Render every line of the data below as a JSON list of strings, with one string per line and no blank lines.

─── Provided information ───

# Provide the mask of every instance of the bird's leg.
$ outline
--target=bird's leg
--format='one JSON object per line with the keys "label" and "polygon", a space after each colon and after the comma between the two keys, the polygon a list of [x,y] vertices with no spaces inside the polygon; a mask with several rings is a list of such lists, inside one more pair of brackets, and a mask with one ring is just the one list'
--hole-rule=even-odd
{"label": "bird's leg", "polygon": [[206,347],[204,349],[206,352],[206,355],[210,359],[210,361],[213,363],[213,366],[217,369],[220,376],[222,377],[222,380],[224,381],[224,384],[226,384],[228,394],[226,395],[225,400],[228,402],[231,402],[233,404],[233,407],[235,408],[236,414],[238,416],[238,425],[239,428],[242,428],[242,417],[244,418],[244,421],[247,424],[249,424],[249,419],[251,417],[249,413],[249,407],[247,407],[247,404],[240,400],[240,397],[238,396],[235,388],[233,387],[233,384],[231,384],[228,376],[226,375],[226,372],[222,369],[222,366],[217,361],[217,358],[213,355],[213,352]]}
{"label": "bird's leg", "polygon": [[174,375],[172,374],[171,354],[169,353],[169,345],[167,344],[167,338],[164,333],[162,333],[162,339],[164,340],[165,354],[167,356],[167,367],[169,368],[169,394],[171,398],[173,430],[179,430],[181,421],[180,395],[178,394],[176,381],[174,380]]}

───

#### Output of the exercise
[
  "# Provide the mask of every instance of the bird's leg.",
  "$ outline",
  "--target=bird's leg",
  "--format='one JSON object per line with the keys \"label\" and \"polygon\", a space after each colon and after the comma between the two keys, the polygon a list of [x,y] vertices with no spaces inside the polygon; a mask with several rings is a list of such lists, inside one more pair of brackets, and a mask with one ring is just the one list'",
  "--hole-rule=even-odd",
  "{\"label\": \"bird's leg\", \"polygon\": [[206,347],[204,349],[206,352],[206,355],[210,359],[210,361],[213,363],[213,366],[217,369],[220,376],[222,377],[222,380],[224,381],[224,384],[226,384],[228,394],[226,395],[225,400],[228,402],[231,402],[233,404],[233,407],[235,408],[236,414],[238,416],[238,425],[239,428],[242,428],[242,417],[244,418],[244,421],[247,424],[249,424],[249,419],[251,417],[249,413],[249,407],[247,407],[247,404],[240,400],[240,397],[238,396],[235,388],[233,387],[233,384],[231,384],[228,376],[226,375],[226,372],[222,369],[222,366],[217,361],[217,358],[213,355],[213,352]]}",
  "{\"label\": \"bird's leg\", \"polygon\": [[174,375],[172,374],[171,354],[169,353],[169,345],[167,344],[167,338],[164,333],[162,333],[162,339],[164,340],[165,354],[167,356],[167,367],[169,368],[169,394],[171,398],[173,430],[179,430],[181,421],[180,395],[178,394],[176,381],[174,380]]}"
]